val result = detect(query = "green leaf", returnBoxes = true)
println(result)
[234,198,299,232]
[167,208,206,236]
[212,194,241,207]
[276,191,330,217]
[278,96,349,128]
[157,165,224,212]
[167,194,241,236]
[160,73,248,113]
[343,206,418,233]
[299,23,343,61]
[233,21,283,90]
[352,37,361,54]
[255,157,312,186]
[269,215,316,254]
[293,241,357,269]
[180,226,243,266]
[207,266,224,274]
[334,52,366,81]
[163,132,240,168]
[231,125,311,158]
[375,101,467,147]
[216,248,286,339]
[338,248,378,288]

_____

- **Given problem**
Render the material above as a numbered list, with blank lines omitted.

- **Solution for this problem**
1. val result = detect(query = "green leaf", returnBoxes = true)
2. println(result)
3. [234,198,299,232]
4. [167,208,206,236]
5. [212,194,241,207]
6. [276,191,330,217]
7. [278,96,349,128]
8. [157,165,224,212]
9. [167,194,241,236]
10. [160,73,248,113]
11. [343,206,418,233]
12. [299,23,343,61]
13. [233,21,283,90]
14. [352,37,361,54]
15. [255,157,312,186]
16. [269,215,316,254]
17. [293,241,357,269]
18. [180,226,243,266]
19. [207,266,224,274]
20. [334,52,366,81]
21. [163,132,240,168]
22. [231,125,311,158]
23. [375,101,467,147]
24. [216,248,286,339]
25. [338,248,378,288]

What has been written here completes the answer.